[Passage for review Boundary: Start]

[ Program Manual | User's Guide | Data Files | Databases ]
This document may be useful for programmers and script writers, but can be skipped by most users of the FastA program family (FastA, FastX, TFastA, TFastX, and SSearch).
The standard alignment formats of the FastA program family are difficult to parse, and so it has been hard to extract the alignment information from the output file for further processing. A new command-line parameter, -MARKx=10, saves the alignments in a format which is easily parsed. The following is a description of the parsable output file.
The output file has three types of records. The header record starts with >>> . It contains information about the search as a whole, which version of the program was used, which analysis parameters were used, etc. There is only one header record per output file.
An alignment record contains information pertaining to a pairwise alignment, such as the scores for the alignment. It starts with >>. There will be one alignment record for each alignment that was saved.

[Passage for review Boundary: End]

Task goal: Carry on the description of the FastA parsable output file from the point where it ends.

[Provided data Boundary: Start]

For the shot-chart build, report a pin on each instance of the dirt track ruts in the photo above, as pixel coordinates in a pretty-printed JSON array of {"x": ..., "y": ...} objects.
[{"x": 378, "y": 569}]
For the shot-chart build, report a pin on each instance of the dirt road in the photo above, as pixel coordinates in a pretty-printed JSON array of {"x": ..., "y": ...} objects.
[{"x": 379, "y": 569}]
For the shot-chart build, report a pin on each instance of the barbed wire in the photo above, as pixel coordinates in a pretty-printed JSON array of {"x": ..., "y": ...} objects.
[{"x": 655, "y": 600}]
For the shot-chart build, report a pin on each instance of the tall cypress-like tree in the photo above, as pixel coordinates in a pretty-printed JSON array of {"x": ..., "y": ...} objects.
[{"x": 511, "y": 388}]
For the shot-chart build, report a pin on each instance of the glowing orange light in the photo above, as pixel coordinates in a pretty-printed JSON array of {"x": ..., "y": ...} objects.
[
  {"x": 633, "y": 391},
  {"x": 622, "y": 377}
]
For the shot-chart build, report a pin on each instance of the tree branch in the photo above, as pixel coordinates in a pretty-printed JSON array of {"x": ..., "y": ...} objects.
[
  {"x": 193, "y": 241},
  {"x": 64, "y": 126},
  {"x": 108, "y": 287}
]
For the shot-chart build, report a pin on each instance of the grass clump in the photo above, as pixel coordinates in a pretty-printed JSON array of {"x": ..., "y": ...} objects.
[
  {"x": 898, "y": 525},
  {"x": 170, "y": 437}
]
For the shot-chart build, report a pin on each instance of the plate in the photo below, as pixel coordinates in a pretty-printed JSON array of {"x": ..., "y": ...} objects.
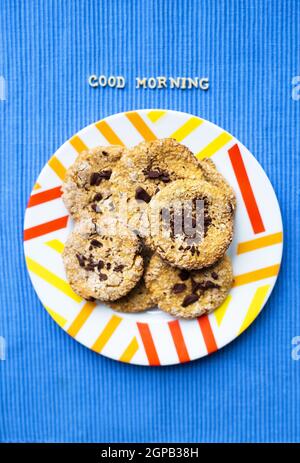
[{"x": 154, "y": 337}]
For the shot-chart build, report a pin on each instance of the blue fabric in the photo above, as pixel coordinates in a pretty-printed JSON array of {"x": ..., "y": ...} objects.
[{"x": 52, "y": 388}]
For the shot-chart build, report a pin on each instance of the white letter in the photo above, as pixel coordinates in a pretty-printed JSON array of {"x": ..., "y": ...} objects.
[
  {"x": 141, "y": 82},
  {"x": 204, "y": 83},
  {"x": 120, "y": 82},
  {"x": 175, "y": 82},
  {"x": 151, "y": 82},
  {"x": 161, "y": 82},
  {"x": 93, "y": 81}
]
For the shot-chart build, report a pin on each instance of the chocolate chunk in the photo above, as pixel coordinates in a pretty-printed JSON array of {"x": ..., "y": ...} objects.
[
  {"x": 81, "y": 259},
  {"x": 95, "y": 179},
  {"x": 90, "y": 267},
  {"x": 184, "y": 274},
  {"x": 153, "y": 174},
  {"x": 203, "y": 285},
  {"x": 178, "y": 288},
  {"x": 97, "y": 197},
  {"x": 105, "y": 174},
  {"x": 189, "y": 299},
  {"x": 96, "y": 244},
  {"x": 165, "y": 177},
  {"x": 142, "y": 194},
  {"x": 119, "y": 268},
  {"x": 100, "y": 265}
]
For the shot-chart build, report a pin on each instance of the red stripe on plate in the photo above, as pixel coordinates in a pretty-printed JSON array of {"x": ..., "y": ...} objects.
[
  {"x": 246, "y": 189},
  {"x": 44, "y": 196},
  {"x": 207, "y": 334},
  {"x": 148, "y": 344},
  {"x": 45, "y": 228},
  {"x": 179, "y": 342}
]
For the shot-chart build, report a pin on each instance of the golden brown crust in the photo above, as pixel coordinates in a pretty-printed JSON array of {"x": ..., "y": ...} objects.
[
  {"x": 100, "y": 264},
  {"x": 175, "y": 289},
  {"x": 179, "y": 250},
  {"x": 87, "y": 186}
]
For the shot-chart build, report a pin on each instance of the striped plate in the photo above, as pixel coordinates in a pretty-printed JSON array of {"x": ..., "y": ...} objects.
[{"x": 154, "y": 338}]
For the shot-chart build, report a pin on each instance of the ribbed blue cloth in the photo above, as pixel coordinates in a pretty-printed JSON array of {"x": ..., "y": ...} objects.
[{"x": 52, "y": 388}]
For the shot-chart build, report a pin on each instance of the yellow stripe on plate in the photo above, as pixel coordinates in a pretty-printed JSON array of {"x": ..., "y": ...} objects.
[
  {"x": 130, "y": 351},
  {"x": 78, "y": 144},
  {"x": 186, "y": 128},
  {"x": 214, "y": 146},
  {"x": 81, "y": 318},
  {"x": 52, "y": 279},
  {"x": 255, "y": 306},
  {"x": 107, "y": 332},
  {"x": 57, "y": 245},
  {"x": 155, "y": 115},
  {"x": 61, "y": 321},
  {"x": 108, "y": 133},
  {"x": 221, "y": 311},
  {"x": 57, "y": 167},
  {"x": 259, "y": 243}
]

[Provided data Boundary: End]

Response to the task:
Following each alignment record are two aligned sequence records, which start with > . Each of these records contains the information for one of the sequences in the alignment: the length of the sequence, the beginning and end of the alignment in that sequence's coordinates, etc.
The end of the parsable records is denoted with >>><<<.
Information in each record consists of parameters and their values in a specific format. Parameters consist of a parameter tag, followed by an underscore, followed by the parameter's name. The complete format is:
; tag_name: value(s)
Parameters originating in William Pearson's FASTA package always have a two-character tag. Current FASTA tags are:
Redistributors of the FASTA package may create their own parameters. If they do, they must use a tag with more than two characters, for example:
; ebi_access: M61687 ; gcg_ver: 9.0
GCG currently has no Wisconsin Package-specific parameters.
Most of the parameters specified by two-character tags correspond to values that are presented in other FastA output formats. A notable exception is parameters with the al tag:
al_stop gives the location of the end of the alignment in the original sequence
al_display_start gives the location of the first displayed residue in the original sequence. (This may not be the same as the first residue in the aligned region, because FastA provides some context for an alignment; even if the -SHOWall parameter is not used, FastA will try to provide about 30 residues on either side of the actual aligned region if the alignment is in the middle of one or the other sequence.)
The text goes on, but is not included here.